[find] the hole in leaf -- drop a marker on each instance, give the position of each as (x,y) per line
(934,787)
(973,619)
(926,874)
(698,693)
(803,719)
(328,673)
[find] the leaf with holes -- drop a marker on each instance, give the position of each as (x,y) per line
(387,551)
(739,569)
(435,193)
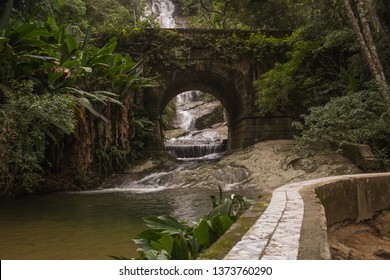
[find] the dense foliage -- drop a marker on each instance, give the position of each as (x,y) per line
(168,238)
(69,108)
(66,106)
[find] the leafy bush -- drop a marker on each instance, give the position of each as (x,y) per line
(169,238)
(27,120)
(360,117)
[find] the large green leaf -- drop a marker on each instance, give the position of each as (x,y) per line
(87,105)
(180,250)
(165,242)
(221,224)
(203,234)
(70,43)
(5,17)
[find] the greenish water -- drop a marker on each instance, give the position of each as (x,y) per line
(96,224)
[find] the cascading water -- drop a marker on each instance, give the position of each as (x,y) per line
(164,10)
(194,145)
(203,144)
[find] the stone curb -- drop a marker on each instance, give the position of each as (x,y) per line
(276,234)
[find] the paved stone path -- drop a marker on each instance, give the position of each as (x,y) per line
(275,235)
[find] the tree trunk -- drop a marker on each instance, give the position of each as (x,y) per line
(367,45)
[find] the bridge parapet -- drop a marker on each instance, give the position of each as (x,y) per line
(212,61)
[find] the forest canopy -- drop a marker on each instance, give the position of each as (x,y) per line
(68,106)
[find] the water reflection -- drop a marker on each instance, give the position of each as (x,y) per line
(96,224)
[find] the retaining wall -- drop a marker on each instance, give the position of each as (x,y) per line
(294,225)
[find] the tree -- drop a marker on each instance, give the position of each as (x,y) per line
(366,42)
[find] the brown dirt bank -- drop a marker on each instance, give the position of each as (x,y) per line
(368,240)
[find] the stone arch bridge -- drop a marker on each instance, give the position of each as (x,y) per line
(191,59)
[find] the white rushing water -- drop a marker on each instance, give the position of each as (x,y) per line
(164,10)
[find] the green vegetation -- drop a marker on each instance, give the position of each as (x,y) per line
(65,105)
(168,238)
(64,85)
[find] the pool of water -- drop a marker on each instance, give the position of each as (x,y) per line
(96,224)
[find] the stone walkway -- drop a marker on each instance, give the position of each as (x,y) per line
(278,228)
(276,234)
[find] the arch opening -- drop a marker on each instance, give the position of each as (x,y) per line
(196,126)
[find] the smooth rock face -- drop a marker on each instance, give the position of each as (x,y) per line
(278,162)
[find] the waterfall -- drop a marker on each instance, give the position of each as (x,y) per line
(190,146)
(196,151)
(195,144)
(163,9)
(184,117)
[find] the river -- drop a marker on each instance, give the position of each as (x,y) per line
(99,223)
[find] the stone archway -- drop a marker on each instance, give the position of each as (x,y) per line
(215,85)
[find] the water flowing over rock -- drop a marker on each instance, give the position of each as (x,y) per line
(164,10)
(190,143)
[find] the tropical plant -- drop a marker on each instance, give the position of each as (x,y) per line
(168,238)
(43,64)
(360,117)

----

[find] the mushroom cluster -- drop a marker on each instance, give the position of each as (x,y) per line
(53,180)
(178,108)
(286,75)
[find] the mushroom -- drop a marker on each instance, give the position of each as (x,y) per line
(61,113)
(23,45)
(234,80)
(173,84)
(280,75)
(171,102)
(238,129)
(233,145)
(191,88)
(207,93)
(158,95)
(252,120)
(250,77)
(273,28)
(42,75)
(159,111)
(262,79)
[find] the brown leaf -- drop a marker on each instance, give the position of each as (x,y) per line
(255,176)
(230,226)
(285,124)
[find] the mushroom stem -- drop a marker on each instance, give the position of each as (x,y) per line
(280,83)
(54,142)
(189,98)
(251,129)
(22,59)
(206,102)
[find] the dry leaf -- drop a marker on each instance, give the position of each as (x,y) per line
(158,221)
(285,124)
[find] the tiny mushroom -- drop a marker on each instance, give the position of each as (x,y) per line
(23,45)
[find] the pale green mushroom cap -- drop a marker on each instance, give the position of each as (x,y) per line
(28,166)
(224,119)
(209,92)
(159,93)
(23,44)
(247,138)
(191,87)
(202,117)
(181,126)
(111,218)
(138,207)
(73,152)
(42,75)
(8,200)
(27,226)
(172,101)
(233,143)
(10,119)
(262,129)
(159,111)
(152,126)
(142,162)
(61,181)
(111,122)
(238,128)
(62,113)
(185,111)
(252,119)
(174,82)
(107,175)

----

REQUIREMENTS:
Pick out each line in the records above that contains the word "rock" and copy those lines.

THE REPLY:
[find] the smooth rock face -- drop a marker on each instance, give the position of each as (x,y) per line
[find] the water flowing over rock -- drop a marker on each instance, give the position of each as (x,y) per line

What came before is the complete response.